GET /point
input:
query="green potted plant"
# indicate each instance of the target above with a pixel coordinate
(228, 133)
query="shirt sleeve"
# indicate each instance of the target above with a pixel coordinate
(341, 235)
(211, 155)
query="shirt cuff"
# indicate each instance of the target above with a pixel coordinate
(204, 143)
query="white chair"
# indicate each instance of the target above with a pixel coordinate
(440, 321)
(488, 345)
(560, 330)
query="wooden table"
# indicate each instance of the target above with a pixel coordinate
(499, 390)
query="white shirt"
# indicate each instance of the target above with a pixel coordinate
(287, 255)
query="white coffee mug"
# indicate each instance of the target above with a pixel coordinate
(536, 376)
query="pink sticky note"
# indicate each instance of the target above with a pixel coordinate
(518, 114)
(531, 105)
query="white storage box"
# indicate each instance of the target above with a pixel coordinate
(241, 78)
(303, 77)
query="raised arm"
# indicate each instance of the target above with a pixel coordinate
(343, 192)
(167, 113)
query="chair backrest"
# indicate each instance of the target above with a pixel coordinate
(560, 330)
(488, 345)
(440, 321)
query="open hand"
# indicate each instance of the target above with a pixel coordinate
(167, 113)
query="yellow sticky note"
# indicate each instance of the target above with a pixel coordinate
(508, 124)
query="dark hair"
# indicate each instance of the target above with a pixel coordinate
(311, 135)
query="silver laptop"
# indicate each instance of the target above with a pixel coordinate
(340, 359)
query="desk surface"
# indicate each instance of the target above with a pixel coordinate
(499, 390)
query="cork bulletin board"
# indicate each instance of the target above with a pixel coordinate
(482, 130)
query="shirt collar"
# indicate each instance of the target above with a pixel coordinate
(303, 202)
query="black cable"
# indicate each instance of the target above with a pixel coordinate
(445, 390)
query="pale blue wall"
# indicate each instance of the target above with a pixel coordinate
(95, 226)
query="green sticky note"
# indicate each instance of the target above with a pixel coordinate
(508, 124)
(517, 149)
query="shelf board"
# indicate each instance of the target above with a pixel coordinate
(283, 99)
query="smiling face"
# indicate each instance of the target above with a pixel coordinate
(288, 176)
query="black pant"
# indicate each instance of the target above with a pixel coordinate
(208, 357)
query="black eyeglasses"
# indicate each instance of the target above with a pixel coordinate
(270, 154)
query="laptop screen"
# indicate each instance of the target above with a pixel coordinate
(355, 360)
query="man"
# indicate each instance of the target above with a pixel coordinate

▶ _What you need to do_:
Restate the data above word for word, please.

▶ _Exercise answer_:
GET /point
input:
query="green potted plant"
# indicate each instance of the target above with a pixel coordinate
(228, 133)
query="shirt sleeve"
# indicate each instance of the target above with a pixel coordinate
(341, 235)
(211, 155)
query="shirt cuff"
# indicate each instance of the target above with a pixel coordinate
(204, 143)
query="white chair"
# indicate each instance of the target above with a pixel coordinate
(440, 321)
(488, 345)
(560, 330)
query="wooden table"
# indicate each instance of the target above with a pixel coordinate
(499, 390)
query="white shirt"
# indicate each instance of the target above with a pixel coordinate
(287, 255)
query="white coffee mug"
# indicate each instance of the target above with a pixel coordinate
(536, 376)
query="pink sticky note"
# indicate each instance of the target above with a pixel coordinate
(518, 114)
(531, 105)
query="white storage box"
# indicate each instance of the target above with a pixel coordinate
(241, 78)
(303, 77)
query="raised arm"
# indicate each instance of the target above with a pixel coordinate
(343, 192)
(167, 113)
query="chair backrest"
# indicate each instance of the target above with a pixel coordinate
(560, 330)
(488, 345)
(440, 321)
query="open hand"
# indicate each instance of the target above with a pixel coordinate
(167, 113)
query="yellow sticky note"
# indicate each instance of the target above with a pixel coordinate
(508, 124)
query="dark hair"
# indicate each instance of the target above with a pixel coordinate
(311, 135)
query="silver laptop"
# indicate each instance of the target above with a pixel coordinate
(340, 359)
query="desk surface"
# indicate each instance of the target above with a pixel coordinate
(499, 390)
query="cork bulletin board"
# indicate each instance of the target above with a pixel coordinate
(482, 130)
query="shirt collar"
# indicate each instance of the target above with a pixel coordinate
(303, 202)
query="black cable"
# indicate each instance of the target above with a pixel coordinate
(445, 390)
query="pale blue wall"
# indicate each instance of the target above with a pixel coordinate
(95, 226)
query="green sticky note"
# indicate each instance of the target above with a pixel coordinate
(508, 124)
(517, 149)
query="shelf board"
# indicate each instance of the target above with a pixel coordinate
(283, 99)
query="smiling face"
# indicate each instance of the target above with a pixel coordinate
(288, 176)
query="black pant"
# indicate each instance of the target above with a pixel coordinate
(208, 357)
query="black eyeglasses"
# indicate each instance of the target above with a pixel coordinate
(270, 154)
query="laptop screen"
# indicate each instance of the target above with a pixel coordinate
(355, 360)
query="man"
# indicate each instance of the target above with a pixel coordinate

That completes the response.